WHAT YOU HAVE TO DO
Print the lines of the material exactly as they are, starting at the line that contains "Find the windshield;" and ending after the line that contains "Return every instance of the windshield here.".

<<<<

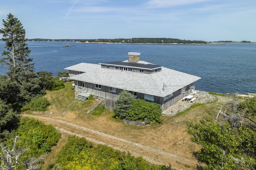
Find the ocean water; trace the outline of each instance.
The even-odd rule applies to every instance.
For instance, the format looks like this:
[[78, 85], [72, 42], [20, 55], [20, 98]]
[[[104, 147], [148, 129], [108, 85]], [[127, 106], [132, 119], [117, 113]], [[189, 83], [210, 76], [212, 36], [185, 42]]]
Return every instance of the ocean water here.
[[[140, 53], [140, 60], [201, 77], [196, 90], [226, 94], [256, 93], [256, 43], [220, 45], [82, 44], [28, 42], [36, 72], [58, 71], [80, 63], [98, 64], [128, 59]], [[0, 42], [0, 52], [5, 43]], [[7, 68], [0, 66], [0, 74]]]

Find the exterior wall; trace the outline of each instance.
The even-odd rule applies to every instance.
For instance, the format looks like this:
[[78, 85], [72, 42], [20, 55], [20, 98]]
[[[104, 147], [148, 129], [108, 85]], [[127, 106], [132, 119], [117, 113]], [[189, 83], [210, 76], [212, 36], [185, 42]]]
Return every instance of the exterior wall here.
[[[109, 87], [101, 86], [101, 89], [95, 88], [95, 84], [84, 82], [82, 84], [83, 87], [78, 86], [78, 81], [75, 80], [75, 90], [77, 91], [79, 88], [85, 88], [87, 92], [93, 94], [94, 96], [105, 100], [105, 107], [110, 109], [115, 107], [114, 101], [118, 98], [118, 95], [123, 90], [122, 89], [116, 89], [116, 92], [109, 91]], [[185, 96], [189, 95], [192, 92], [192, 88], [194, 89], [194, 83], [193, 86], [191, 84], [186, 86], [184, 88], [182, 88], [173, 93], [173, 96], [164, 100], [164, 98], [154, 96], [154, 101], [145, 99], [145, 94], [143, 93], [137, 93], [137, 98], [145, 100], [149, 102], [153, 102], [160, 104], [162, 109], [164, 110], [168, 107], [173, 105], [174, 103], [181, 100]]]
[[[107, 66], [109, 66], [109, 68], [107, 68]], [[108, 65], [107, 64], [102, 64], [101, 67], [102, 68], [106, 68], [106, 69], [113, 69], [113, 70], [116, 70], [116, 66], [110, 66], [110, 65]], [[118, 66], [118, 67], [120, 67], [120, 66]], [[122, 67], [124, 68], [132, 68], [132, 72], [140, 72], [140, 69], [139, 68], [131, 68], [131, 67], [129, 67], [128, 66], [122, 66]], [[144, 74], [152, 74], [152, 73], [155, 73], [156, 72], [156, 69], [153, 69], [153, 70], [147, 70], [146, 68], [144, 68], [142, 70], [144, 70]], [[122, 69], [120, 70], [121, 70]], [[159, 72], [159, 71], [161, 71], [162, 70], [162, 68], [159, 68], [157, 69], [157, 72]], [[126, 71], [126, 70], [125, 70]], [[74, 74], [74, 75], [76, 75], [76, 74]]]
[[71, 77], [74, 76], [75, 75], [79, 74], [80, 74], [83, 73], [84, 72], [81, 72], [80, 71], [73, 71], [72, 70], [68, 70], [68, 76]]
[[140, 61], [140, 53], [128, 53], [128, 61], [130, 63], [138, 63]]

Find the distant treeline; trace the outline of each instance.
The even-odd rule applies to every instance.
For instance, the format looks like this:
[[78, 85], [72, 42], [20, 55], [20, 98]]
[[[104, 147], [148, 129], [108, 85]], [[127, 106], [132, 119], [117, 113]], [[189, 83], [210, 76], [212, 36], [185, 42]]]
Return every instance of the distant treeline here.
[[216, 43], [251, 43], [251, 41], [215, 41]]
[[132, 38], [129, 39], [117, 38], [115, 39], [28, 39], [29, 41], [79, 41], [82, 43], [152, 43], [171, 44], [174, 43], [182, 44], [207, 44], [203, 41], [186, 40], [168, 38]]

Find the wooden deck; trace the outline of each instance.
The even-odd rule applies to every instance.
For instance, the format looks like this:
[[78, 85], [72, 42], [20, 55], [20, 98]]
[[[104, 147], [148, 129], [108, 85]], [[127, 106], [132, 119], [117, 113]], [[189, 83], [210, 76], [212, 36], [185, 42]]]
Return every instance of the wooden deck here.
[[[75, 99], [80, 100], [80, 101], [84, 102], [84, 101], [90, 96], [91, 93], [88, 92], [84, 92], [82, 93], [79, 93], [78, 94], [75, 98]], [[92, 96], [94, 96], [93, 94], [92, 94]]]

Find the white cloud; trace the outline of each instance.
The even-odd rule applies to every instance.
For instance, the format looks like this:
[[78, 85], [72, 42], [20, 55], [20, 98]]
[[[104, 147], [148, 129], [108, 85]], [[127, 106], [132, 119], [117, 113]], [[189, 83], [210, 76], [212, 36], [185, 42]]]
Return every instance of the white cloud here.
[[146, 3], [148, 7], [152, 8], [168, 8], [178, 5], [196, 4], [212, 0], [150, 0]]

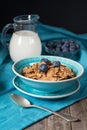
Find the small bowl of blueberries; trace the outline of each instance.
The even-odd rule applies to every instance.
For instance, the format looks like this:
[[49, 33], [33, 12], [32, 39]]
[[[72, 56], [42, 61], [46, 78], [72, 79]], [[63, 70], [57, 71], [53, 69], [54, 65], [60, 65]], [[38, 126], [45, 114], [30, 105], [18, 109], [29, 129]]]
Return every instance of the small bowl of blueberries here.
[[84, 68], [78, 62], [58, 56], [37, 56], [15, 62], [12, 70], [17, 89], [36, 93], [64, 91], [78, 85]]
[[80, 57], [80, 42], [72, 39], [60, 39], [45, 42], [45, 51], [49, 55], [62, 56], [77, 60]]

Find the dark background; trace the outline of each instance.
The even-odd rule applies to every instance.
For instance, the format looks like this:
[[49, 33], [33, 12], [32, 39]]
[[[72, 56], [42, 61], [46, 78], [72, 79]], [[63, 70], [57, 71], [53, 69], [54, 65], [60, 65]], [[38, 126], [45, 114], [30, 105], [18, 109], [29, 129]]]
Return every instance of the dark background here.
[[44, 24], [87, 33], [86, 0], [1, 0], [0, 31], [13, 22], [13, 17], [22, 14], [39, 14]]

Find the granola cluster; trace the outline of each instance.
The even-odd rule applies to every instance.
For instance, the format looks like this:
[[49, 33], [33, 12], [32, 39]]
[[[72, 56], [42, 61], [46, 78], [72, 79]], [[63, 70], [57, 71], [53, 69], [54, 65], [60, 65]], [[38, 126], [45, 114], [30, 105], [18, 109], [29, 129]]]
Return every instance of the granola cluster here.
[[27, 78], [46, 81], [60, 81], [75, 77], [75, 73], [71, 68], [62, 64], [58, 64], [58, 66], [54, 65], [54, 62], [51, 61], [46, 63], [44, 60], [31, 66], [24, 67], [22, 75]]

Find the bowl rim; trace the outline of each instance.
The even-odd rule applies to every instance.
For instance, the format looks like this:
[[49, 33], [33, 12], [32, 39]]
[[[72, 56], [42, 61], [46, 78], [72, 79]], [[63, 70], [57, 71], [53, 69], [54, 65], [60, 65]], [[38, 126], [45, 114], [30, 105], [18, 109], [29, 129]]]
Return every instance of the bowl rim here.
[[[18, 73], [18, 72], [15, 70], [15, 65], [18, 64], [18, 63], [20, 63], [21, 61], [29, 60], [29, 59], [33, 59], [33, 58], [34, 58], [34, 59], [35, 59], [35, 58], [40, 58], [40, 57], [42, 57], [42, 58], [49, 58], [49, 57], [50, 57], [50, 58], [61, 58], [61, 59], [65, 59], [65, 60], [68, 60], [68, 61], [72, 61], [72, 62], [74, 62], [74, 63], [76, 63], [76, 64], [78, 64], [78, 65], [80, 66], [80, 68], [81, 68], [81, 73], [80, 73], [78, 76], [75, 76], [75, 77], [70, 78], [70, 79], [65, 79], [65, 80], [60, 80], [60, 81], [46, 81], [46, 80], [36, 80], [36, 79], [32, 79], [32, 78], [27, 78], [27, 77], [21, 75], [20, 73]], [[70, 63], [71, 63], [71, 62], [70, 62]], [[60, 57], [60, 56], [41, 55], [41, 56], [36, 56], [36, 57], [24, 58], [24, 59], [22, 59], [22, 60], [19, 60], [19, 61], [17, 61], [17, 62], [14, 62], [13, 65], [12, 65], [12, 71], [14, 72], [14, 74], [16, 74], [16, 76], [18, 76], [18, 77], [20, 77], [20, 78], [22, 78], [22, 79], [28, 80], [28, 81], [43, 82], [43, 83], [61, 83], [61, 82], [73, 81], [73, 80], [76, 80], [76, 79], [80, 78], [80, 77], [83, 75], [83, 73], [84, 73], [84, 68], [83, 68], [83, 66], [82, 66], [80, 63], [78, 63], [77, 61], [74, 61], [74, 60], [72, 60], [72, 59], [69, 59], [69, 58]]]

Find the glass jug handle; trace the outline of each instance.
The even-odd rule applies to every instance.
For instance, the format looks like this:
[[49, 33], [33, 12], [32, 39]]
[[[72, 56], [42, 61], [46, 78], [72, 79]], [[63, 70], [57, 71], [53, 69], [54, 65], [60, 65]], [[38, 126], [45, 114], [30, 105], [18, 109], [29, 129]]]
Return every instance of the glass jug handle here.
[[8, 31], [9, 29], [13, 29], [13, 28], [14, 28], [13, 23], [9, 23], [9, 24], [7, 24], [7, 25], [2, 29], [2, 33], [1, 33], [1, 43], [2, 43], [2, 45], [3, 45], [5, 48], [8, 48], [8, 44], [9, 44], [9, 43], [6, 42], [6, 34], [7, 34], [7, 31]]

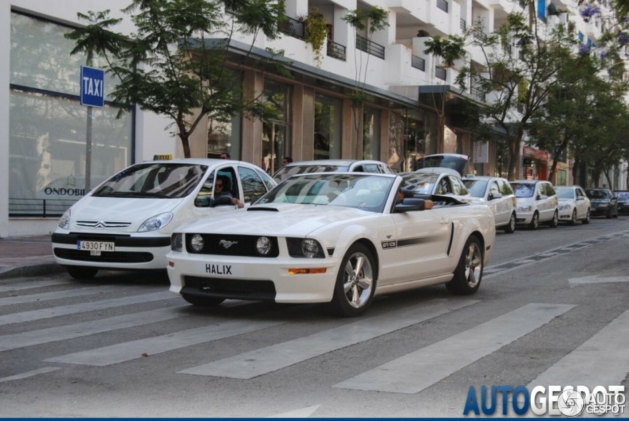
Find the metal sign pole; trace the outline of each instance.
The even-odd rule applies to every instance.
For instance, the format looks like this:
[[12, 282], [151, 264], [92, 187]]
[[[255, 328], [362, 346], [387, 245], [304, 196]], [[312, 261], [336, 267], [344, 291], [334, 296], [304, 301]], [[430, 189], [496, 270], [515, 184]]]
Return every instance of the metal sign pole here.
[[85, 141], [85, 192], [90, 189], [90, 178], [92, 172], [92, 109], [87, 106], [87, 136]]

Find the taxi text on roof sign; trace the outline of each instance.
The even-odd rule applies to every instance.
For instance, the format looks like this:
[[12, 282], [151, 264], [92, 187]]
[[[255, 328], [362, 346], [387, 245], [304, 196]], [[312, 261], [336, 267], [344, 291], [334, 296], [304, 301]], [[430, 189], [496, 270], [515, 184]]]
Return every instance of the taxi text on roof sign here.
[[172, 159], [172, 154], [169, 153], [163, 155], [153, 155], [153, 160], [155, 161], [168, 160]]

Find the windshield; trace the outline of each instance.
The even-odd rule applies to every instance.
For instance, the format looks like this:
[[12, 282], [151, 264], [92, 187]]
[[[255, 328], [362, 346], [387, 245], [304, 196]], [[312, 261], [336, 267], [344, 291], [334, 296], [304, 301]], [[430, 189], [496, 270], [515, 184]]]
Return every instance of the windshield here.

>>>>
<<<<

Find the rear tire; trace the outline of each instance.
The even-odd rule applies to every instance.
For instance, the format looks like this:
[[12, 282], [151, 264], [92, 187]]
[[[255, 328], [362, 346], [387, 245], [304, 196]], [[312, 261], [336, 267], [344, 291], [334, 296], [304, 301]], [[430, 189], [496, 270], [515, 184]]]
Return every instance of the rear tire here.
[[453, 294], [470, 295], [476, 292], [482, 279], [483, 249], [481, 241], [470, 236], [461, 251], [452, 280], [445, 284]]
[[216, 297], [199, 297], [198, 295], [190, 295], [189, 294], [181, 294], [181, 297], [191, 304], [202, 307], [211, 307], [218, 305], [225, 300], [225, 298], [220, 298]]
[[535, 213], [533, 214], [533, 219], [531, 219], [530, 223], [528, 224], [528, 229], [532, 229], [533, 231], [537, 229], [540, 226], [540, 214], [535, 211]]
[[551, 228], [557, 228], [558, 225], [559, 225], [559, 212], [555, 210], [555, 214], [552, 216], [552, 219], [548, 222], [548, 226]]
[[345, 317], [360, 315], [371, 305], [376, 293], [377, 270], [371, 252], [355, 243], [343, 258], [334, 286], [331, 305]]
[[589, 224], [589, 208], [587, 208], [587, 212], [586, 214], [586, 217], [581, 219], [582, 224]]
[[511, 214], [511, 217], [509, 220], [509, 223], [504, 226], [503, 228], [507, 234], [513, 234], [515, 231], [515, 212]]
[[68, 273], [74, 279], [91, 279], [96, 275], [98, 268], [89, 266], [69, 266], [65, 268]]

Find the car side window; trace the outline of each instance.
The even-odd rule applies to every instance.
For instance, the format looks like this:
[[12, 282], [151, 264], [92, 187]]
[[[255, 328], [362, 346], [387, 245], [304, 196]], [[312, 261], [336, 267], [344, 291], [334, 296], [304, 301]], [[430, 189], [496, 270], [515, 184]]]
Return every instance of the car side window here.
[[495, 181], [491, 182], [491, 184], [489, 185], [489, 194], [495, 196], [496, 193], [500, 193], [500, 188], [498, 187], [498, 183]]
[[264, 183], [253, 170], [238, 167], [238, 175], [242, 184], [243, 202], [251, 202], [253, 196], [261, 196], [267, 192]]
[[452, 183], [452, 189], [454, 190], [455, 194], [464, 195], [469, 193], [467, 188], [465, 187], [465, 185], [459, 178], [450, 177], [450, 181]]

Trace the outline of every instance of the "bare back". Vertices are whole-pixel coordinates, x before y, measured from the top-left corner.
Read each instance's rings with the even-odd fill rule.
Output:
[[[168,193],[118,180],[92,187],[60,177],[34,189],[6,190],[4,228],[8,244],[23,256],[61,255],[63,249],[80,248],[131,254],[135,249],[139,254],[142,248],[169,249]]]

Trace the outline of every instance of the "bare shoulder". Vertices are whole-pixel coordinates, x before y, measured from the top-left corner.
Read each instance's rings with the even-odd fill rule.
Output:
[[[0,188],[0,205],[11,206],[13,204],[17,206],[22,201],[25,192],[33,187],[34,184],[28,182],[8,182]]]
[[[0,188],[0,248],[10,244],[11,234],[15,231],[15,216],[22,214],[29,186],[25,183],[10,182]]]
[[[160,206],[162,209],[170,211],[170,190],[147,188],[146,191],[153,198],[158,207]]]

>>>>
<<<<

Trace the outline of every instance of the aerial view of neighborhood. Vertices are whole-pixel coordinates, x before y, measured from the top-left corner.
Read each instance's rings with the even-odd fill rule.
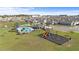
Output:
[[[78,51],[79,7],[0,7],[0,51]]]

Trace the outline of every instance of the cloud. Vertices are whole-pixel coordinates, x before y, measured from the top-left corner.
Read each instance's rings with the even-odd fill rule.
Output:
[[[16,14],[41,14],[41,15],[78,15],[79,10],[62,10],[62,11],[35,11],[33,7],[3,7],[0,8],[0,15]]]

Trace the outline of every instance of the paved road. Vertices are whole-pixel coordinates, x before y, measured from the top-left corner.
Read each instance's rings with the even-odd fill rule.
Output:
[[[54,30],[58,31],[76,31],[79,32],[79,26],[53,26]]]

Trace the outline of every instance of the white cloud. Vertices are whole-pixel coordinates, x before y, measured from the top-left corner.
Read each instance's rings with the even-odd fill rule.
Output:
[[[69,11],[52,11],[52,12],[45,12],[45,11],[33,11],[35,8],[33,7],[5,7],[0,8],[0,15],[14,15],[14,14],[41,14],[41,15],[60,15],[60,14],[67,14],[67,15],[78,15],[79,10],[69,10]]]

>>>>

RESPONSE
Find the windshield; trace the outline of each instance.
The even-odd rule applies to every instance.
For instance, the format looks like this:
[[12, 282], [151, 264], [92, 187]]
[[[255, 328], [362, 346], [387, 245], [304, 196]], [[312, 261], [336, 267], [344, 291], [334, 296], [304, 301]], [[430, 189], [496, 270], [515, 184]]]
Return every instance of the windshield here.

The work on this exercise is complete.